(Document passage)

--- BEGIN ---

Sitting at 18-1 and 7-0 in conference play, the Jayhawks are about to face the toughest stretch of games on their schedule. Kansas will face West Virginia in Morgantown on Tuesday, then they travel to Lexington to face Kentucky next weekend, and finally they will face Baylor at Allen Fieldhouse on the following Wednesday. The Jayhawks are in a good position to win their 13th consecutive conference title, but this stretch will be a huge test.
While the Jayhawks have a near perfect record and are ranked #1 in the Coaches Poll and #2 in the AP Poll, Kansas has been far from a perfect team this year. After the freshman center, Udoka Azubuike went down with a wrist injury, the Jayhawks have struggled mightily with defending opposing big men and the lack of depth has really hurt the Jayhawks. Landen Lucus has played well in Big 12 games, but Carlton Bragg has had a very disappointing sophomore season.

--- END ---

(What you need to do)
A: According to the Kansas Jayhawks basketball passage, which team will Kansas face at Allen Fieldhouse during this stretch?
B: Write the next paragraph of the passage on the Kansas Jayhawks' season, picking up after its last sentence.

(Listing)
--- BEGIN ---

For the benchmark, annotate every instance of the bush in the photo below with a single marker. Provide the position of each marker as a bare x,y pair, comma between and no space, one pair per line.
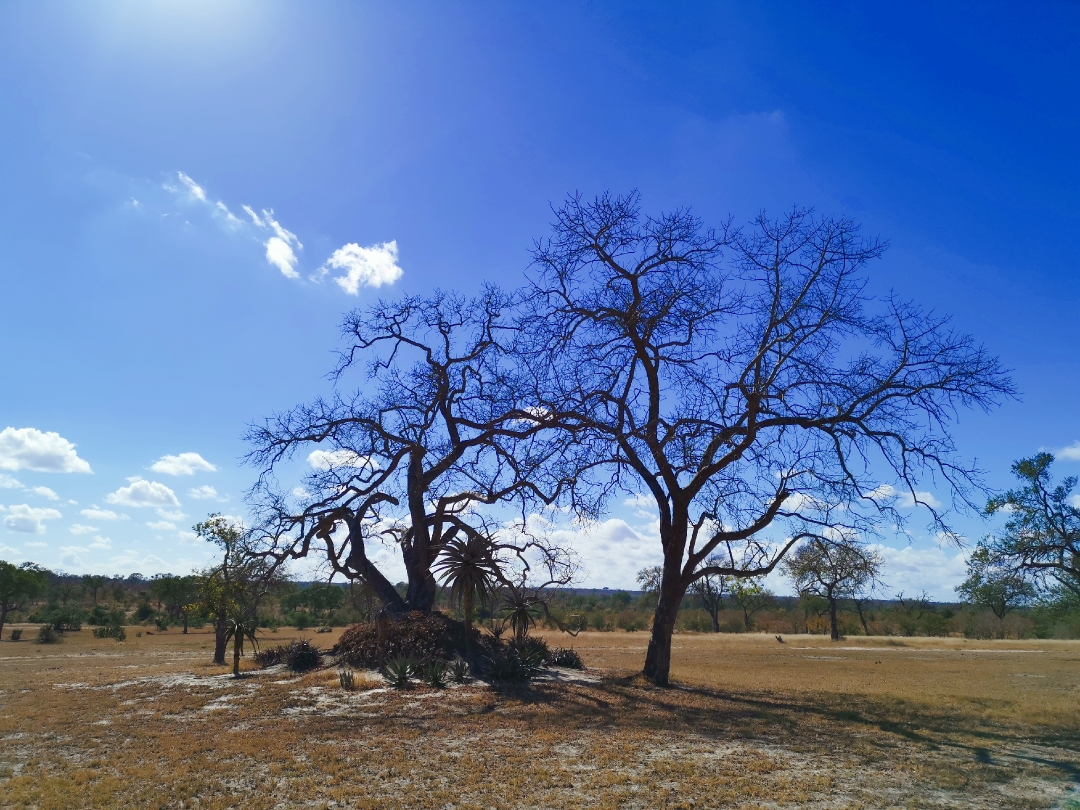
302,656
111,631
513,661
565,657
65,619
397,672
269,656
416,635
48,634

--- END ---

(Exercise responses)
A: Baylor

B:
With the lack of big man depth, coach Self has had to adjust by playing a four-guard lineup this season. Offensively, this lineup has been very successful. Frank Mason has solidified himself as a legitimate National Player of the Year candidate. Devonte’ Graham has been somewhat inconsistent, but he has put together a solid junior campaign, averaging 15 points per game and is 3rd in the Big 12 with 5.4 assists per game. Josh Jackson is the toughest of the one-and-done players that Bill Self has recruited and he will be a top 5 pick in the NBA draft. Sviatoslav Mykhailiuk has averaged 11 PPG and he has been the deep ball threat that the Jayhawks need to spread the floor. However, while Lucus has been a consistent rebounder, he is not a real offensive threat against the league’s best big men and he can get beat by quicker opponents.
A common theme for past NCAA tournament champions is that guard play usually carries championship teams in March. That will have to be the case for the Jayhawks this year. Kansas will go as far as Mason and Graham can carry them. I believe that the performance of KU big men will improve, though. Carlton Bragg was a spark off the bench for the Jayhawks as a freshman last season, and he has the ability to be a major factor for Kansas if he can put things together this season.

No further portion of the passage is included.